Taakomschrijving: Neem de toespraak over de start van de canoncommissie volledig en woordelijk over.

Tekstfragment:
►

Ministerie van Onderwijs, Cultuur en Wetenschap
Toespraak
Directie:
Voorlichting
Publicatiedatum:
31-08-2005
Status:
Informatie
Inleiding minister Van der Hoeven bij de persconferentie over de start
van de canoncommissie
N.B.: Alleen het gesproken woord geldt
Het is mij een groot genoegen dat ik u de start van de ontwikkeling
van een Nederlandse canon kan aankondigen. Misschien wel een
historisch moment in deze historische omgeving van het Mauritshuis.
Hartelijk dank voor de gastvrijheid die we hier in deze Gouden Zaal
genieten. Misschien wel de plaats waar kunst en politiek elkaar in elk
geval fysiek het meest nabij zijn.
Morgen, 1 september, begint een commissie onder leiding van professor
Frits van Oostrom aan haar werk. Ik stel me voor dat we elkaar hier
over een jaar weer zien om dan het resultaat aan u allen te laten
zien.
Ik durf dat wel aan, om een jaar vooruit te kijken, omdat ik alle
vertrouwen heb in de commissie. Ik heb een aantal zeer deskundige en
creatieve mensen bereid gevonden om de ontwikkeling van een canon ter
hand te nemen. Ze zijn afkomstig uit het onderwijs, de cultuur en de
wetenschap; sommigen van hen zijn werkzaam in meerdere van deze
werelden. Frits van Oostrom zal hen zo dadelijk allemaal in persoon
aan u voorstellen.
Wat is nu de bedoeling van mij en van het kabinet met een canon?

◄

Aangeleverde records:

►

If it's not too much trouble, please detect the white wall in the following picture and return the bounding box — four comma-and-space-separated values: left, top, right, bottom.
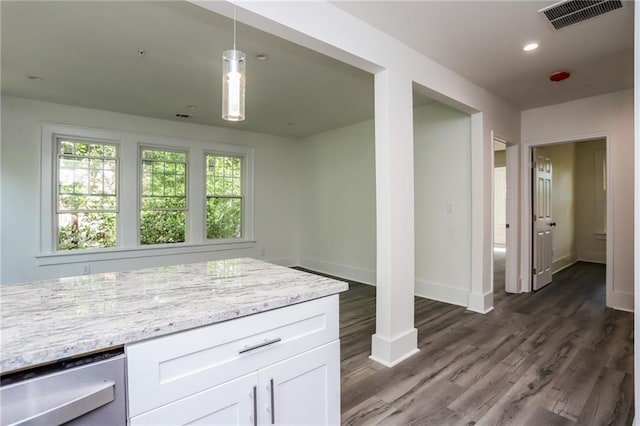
300, 103, 471, 306
0, 96, 298, 283
522, 89, 634, 310
413, 103, 471, 306
193, 0, 520, 318
299, 120, 376, 285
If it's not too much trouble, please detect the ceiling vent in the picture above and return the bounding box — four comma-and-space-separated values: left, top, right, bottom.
539, 0, 622, 30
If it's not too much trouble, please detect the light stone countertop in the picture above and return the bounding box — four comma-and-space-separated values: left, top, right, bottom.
0, 258, 348, 373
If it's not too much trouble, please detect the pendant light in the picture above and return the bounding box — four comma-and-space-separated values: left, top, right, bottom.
222, 1, 246, 121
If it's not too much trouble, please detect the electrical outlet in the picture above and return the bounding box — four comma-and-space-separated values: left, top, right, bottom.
447, 201, 453, 213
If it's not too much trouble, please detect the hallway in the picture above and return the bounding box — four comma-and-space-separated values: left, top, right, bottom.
340, 263, 633, 426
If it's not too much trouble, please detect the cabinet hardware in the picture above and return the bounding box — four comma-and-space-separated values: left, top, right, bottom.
270, 379, 276, 425
253, 386, 258, 426
238, 337, 282, 354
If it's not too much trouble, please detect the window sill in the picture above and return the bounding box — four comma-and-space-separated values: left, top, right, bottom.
35, 240, 256, 266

◄

Antwoord hieronder:
Ministerie van Onderwijs, Cultuur en Wetenschap
Toespraak
Directie:
Voorlichting
Publicatiedatum:
31-08-2005
Status:
Informatie
Inleiding minister Van der Hoeven bij de persconferentie over de start
van de canoncommissie
N.B.: Alleen het gesproken woord geldt
Het is mij een groot genoegen dat ik u de start van de ontwikkeling
van een Nederlandse canon kan aankondigen. Misschien wel een
historisch moment in deze historische omgeving van het Mauritshuis.
Hartelijk dank voor de gastvrijheid die we hier in deze Gouden Zaal
genieten. Misschien wel de plaats waar kunst en politiek elkaar in elk
geval fysiek het meest nabij zijn.
Morgen, 1 september, begint een commissie onder leiding van professor
Frits van Oostrom aan haar werk. Ik stel me voor dat we elkaar hier
over een jaar weer zien om dan het resultaat aan u allen te laten
zien.
Ik durf dat wel aan, om een jaar vooruit te kijken, omdat ik alle
vertrouwen heb in de commissie. Ik heb een aantal zeer deskundige en
creatieve mensen bereid gevonden om de ontwikkeling van een canon ter
hand te nemen. Ze zijn afkomstig uit het onderwijs, de cultuur en de
wetenschap; sommigen van hen zijn werkzaam in meerdere van deze
werelden. Frits van Oostrom zal hen zo dadelijk allemaal in persoon
aan u voorstellen.
Wat is nu de bedoeling van mij en van het kabinet met een canon?